## EXERCISE GOAL
Copy each line below that contains the string "polygon". Matching is case-sensitive.

## DATA
>>
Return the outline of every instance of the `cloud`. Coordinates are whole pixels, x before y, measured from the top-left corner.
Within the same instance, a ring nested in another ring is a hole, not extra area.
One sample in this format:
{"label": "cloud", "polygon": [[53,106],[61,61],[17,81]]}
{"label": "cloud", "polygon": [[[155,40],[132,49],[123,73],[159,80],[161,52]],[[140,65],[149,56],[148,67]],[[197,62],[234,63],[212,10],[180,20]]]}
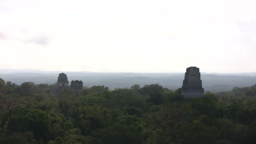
<<
## OUTPUT BELOW
{"label": "cloud", "polygon": [[53,106],[61,61],[17,81]]}
{"label": "cloud", "polygon": [[[155,40],[132,49],[123,73],[159,80],[161,52]],[[140,65],[149,56],[148,67]],[[197,62],[234,63],[212,10],[180,20]]]}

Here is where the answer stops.